===== EXTRACTED TEXT

Because complicated morphology allows us Russians not to.

Using a verb usually implies some action. Having/possessing something is not an action - it's a statement. We don't use a verb for a statement in general - and the language doesn't utilize any auxiliary verbs. A verb is summonned when there is an actor (initiative), action or time involved.

"Я имею ложку" thus sounds unnatural (though grammatically acceptable and would be understood by anyone). It hints you are for some reason active or agitated about this simple fact of possession.

Also we don't have subtle verb times. There are only past, present and future ones. One cannot express if one is doing something currently (continuous time) or does the thing in general (simple time). Thus "я имею ложку" is also obscure and frustrating - it is not clear if you're just the spoon's owner or going to do something weird with it (see below).

P.S. The direct use of the possession verb "иметь" can also be easily recognized as an obscene joke or assault, because that verb also means "willingly undertake a sexual intercourse with smb/smth in the active role, probably without consent". Please avoid using it altogether if that's not your intent.

P.P.S. Note that recently colloquial Russian language have adopted some foreign phrases and idioms with possession semantics. Those've been eventually converted to the local form of "[у]-[кого-то]-[есть]-[что-то]", but originally we had their counterparts deprived of possession. E.g. "I have an idea" - before adopting the idiom we used to form a phrase along the "I thought about it thoroughly...decided..." etc. We don't "have" snacks, lunches or ideas. We eat/produce them. "Having" is an alien idiom for a Russian. I guess this adds to the low frequency of using "иметь" even in its prime, formal meaning.

  • You say, "Having/possessing something is not an action - it's a statement. We don't use a verb for a statement in general - and the language doesn't utilize any auxiliary verbs". But in phrases like у меня есть машина there is a verb - есть. This verb is the third person present tense of быть. – Mitsuko May 24 '19 at 4:09
  • @Mitsuko I would say that "есть" is frequently omitted, unless you are explicitly claiming ownership and even then it could. For example, "are you going by bus? - no, I have a car" would probably colloquially be: "поедешь автобусом? - у меня машина" , if the asker didn't know the other person has a car. The only place where I would expect the verb is if it was used in the question, to which I am giving the answer: "Do you have a car? Yes, I have a car." – Gnudiff May 28 '19 at 7:51

So my question is this: Why do Russians, in contrast to most other Slavs, almost not use verbs of ownership akin to "have"? In other words, what was the main cultural, historical, or mentality-related factor that resulted in such a difference?

There is a widely supported theory that Uralic languages have had a strong grammatical influence on East Slavic.

Usually, these East Slavic phenomena are attributed to the Uralic influence:

  1. Proximal possession ("there is at me" vs. "I have")
  2. Genitive in negative clauses (пью воду / не пью воды)
  3. Vowel reduction (аканье)
  4. Absence of the copula in affirmative sentences (я человек vs. *я есть человек)

==========

# [TO DO]
a - From the passage on Russian possession verbs, copy the words from "So my question" up to and including "не пью воды)".
b - Answer these questions using the passage on Russian possession verbs:
(i) Which three verb tenses does Russian have?
(ii) Which Russian verb is named as the direct possession verb?
(iii) Which languages does a widely supported theory say have had a strong grammatical influence on East Slavic?
c - Translate this sentence from the passage on Russian possession verbs into Spanish: "Using a verb usually implies some action."

===== GIVEN INFORMATION

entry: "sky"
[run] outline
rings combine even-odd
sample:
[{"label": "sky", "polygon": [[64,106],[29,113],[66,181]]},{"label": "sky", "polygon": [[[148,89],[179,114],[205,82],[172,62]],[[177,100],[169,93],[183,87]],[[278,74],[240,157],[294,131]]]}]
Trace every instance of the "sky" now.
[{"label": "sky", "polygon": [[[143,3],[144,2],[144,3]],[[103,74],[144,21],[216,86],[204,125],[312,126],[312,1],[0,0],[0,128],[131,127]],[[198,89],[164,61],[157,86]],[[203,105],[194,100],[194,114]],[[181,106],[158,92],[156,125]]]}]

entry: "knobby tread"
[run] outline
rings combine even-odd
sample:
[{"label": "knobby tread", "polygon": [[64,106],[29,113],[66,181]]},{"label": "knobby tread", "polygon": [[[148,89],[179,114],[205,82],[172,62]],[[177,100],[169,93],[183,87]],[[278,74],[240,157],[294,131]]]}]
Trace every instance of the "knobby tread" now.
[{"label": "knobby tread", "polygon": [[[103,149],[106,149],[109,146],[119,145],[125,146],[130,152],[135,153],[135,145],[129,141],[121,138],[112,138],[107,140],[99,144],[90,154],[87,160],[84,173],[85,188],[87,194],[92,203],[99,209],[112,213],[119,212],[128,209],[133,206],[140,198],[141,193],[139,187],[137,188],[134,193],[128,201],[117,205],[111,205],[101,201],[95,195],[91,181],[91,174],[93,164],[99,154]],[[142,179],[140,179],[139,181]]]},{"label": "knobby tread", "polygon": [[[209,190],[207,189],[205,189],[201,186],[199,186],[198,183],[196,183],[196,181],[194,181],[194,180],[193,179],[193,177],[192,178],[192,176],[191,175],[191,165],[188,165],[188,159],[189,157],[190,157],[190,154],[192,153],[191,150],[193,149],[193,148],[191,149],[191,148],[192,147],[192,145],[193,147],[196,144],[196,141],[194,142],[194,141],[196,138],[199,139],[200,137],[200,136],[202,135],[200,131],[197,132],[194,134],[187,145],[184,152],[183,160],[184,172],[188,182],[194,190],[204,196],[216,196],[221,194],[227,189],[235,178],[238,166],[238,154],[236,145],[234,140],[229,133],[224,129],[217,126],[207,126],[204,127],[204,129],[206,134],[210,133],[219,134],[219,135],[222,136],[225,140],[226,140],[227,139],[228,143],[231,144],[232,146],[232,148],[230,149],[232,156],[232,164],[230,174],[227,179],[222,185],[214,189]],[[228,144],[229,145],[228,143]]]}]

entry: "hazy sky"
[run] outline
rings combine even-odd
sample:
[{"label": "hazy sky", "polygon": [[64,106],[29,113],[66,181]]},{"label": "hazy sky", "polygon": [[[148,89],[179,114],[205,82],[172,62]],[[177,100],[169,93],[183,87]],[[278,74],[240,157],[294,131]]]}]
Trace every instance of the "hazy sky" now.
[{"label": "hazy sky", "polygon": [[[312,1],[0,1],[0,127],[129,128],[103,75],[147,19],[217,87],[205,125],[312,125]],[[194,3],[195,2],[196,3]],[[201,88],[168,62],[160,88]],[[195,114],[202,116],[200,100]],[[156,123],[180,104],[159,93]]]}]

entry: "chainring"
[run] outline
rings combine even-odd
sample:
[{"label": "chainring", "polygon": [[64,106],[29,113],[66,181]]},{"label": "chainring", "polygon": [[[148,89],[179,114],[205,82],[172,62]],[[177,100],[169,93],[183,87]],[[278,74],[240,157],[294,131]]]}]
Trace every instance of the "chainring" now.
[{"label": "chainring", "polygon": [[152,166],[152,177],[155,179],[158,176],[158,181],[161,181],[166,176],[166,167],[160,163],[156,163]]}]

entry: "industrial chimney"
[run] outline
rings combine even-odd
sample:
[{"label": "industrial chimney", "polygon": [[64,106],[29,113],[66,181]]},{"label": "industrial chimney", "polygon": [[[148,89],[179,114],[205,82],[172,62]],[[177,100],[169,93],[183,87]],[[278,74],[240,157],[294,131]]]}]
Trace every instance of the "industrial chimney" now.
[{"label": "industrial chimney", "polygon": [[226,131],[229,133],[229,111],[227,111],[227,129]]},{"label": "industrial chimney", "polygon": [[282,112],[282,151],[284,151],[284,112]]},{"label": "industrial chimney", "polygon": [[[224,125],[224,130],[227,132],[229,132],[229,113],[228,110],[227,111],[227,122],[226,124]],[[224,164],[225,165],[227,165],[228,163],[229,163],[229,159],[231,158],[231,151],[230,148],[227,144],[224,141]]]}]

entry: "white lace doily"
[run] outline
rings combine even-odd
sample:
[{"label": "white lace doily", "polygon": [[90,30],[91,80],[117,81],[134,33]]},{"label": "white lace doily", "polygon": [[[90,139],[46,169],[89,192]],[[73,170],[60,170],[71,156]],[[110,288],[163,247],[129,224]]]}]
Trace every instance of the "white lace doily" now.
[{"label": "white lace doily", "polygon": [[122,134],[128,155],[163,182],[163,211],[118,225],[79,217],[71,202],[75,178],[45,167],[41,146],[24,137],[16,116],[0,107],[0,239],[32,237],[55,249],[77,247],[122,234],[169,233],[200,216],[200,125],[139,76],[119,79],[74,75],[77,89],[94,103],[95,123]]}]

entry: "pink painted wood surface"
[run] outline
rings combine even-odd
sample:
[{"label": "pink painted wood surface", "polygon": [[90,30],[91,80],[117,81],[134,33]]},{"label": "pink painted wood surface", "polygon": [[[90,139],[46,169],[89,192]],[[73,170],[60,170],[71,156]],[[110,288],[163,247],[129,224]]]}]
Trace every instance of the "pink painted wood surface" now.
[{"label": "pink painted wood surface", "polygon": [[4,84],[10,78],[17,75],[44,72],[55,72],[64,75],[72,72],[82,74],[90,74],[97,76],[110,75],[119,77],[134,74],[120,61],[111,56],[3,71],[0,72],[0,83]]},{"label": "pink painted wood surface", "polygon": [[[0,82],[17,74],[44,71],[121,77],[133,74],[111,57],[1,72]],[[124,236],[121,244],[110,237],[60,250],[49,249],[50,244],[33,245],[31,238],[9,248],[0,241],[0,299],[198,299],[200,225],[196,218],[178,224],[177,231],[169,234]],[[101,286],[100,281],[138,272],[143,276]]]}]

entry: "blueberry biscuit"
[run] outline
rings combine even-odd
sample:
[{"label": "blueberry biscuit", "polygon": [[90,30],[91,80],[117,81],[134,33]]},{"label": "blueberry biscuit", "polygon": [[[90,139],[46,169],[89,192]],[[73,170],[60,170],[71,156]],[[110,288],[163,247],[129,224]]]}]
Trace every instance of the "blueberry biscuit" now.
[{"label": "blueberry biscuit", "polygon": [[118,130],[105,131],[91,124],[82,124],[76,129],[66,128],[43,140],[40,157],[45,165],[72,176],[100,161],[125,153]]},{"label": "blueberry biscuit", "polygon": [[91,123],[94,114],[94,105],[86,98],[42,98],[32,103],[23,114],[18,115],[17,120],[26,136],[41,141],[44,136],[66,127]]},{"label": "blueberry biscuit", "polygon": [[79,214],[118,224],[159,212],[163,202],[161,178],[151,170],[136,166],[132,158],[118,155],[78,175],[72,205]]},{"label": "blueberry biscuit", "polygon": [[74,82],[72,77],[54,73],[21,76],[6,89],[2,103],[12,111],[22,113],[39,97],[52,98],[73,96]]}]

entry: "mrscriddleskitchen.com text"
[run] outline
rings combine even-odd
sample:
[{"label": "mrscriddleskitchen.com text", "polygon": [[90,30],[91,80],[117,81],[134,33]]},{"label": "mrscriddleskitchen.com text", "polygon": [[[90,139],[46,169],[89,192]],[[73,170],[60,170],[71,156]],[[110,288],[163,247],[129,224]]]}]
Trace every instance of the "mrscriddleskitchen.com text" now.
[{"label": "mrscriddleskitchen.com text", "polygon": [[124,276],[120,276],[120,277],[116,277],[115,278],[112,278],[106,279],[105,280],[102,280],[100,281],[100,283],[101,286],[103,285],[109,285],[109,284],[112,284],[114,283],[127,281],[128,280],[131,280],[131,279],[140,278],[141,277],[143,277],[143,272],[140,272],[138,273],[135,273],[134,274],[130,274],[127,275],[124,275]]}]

==========

# [THE SOLUTIONS]
a -
So my question is this: Why do Russians, in contrast to most other Slavs, almost not use verbs of ownership akin to "have"? In other words, what was the main cultural, historical, or mentality-related factor that resulted in such a difference?

There is a widely supported theory that Uralic languages have had a strong grammatical influence on East Slavic.

Usually, these East Slavic phenomena are attributed to the Uralic influence:

  1. Proximal possession ("there is at me" vs. "I have")
  2. Genitive in negative clauses (пью воду / не пью воды)

b -
(i) Past, present and future.
(ii) "иметь"
(iii) Uralic languages.

c - Usar un verbo suele implicar alguna acción.